All of lore.kernel.org
 help / color / mirror / Atom feed
From: Konrad Rzeszutek Wilk <konrad.wilk@oracle.com>
To: Sander Eikelenboom <linux@eikelenboom.it>
Cc: Konrad Rzeszutek Wilk <konrad@darnok.org>,
	Jan Beulich <JBeulich@suse.com>,
	xen-devel <xen-devel@lists.xenproject.org>
Subject: Re: Xen-unstable: xen panic RIP:   dpci_softirq
Date: Tue, 18 Nov 2014 20:55:41 -0500	[thread overview]
Message-ID: <20141119015541.GA10307@laptop.dumpdata.com> (raw)
In-Reply-To: <348130555.20141118231254@eikelenboom.it>

On Tue, Nov 18, 2014 at 11:12:54PM +0100, Sander Eikelenboom wrote:
> 
> Tuesday, November 18, 2014, 9:56:33 PM, you wrote:
> 
> >> 
> >> Uhmm i thought i had these switched off (due to problems earlier and then forgot 
> >> about them .. however looking at the earlier reports these lines were also in 
> >> those reports).
> >> 
> >> The xen-syms and these last runs are all with a prestine xen tree cloned today (staging 
> >> branch), so the qemu-xen and seabios defined with that were also freshly cloned 
> >> and had a new default seabios config. (just to rule out anything stale in my tree)

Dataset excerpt
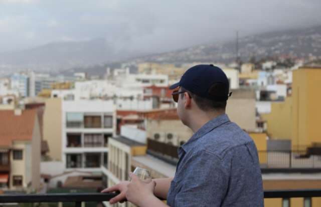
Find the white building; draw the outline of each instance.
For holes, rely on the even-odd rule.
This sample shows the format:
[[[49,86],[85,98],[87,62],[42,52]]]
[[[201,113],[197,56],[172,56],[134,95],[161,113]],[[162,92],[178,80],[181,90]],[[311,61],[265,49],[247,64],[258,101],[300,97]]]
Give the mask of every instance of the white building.
[[[101,171],[107,164],[108,139],[115,134],[112,101],[65,101],[62,103],[62,161],[66,171]]]
[[[11,77],[11,89],[19,95],[27,97],[29,95],[29,77],[25,74],[15,73]]]
[[[18,90],[11,89],[10,80],[8,78],[0,79],[0,96],[4,96],[8,95],[14,95],[18,97],[19,93]]]
[[[233,68],[224,68],[223,71],[230,82],[230,89],[237,89],[240,87],[239,72]]]

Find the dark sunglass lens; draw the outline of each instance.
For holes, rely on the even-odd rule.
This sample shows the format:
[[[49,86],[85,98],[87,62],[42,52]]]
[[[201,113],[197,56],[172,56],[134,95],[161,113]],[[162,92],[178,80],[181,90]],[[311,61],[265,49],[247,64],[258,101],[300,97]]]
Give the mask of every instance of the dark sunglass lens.
[[[179,100],[179,94],[173,94],[173,99],[175,102],[177,102]]]

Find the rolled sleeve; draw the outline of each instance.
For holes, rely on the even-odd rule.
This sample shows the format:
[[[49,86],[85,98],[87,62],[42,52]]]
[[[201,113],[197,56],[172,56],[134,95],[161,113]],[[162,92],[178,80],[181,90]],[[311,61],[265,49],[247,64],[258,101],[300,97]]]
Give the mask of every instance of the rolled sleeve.
[[[183,177],[177,183],[179,189],[175,206],[220,206],[229,182],[228,166],[216,155],[202,150],[195,153],[182,166]],[[182,175],[182,176],[181,176]]]

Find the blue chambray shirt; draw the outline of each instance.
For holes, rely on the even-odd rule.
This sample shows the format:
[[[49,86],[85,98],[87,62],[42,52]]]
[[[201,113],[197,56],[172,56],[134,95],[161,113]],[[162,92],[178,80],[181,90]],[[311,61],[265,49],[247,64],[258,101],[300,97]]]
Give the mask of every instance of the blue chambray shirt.
[[[264,206],[255,145],[226,114],[204,125],[178,152],[170,206]]]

To do.
1 – Return the stretch of the email about the Xen panic from "In-Reply-To: <348130555.20141118231254@eikelenboom.it>" through "in my tree)".
2 – Put this sentence from the email about the Xen panic into Spanish: "The xen-syms and these last runs are all with a prestine xen tree cloned today (staging branch), so the qemu-xen and seabios defined with that were also freshly cloned and had a new default seabios config."
3 – According to the email about the Xen panic, which branch was the Xen tree cloned from?
The records stand apart from the email about the Xen panic and are separate material.

Completed exercise.
1 –
In-Reply-To: <348130555.20141118231254@eikelenboom.it>

On Tue, Nov 18, 2014 at 11:12:54PM +0100, Sander Eikelenboom wrote:
> 
> Tuesday, November 18, 2014, 9:56:33 PM, you wrote:
> 
> >> 
> >> Uhmm i thought i had these switched off (due to problems earlier and then forgot 
> >> about them .. however looking at the earlier reports these lines were also in 
> >> those reports).
> >> 
> >> The xen-syms and these last runs are all with a prestine xen tree cloned today (staging 
> >> branch), so the qemu-xen and seabios defined with that were also freshly cloned 
> >> and had a new default seabios config. (just to rule out anything stale in my tree)

2 – Los xen-syms y estas últimas ejecuciones son todas con un árbol de xen limpio clonado hoy (rama staging), así que el qemu-xen y el seabios definidos con él también se clonaron desde cero y tenían una nueva configuración predeterminada de seabios.

3 – The staging branch.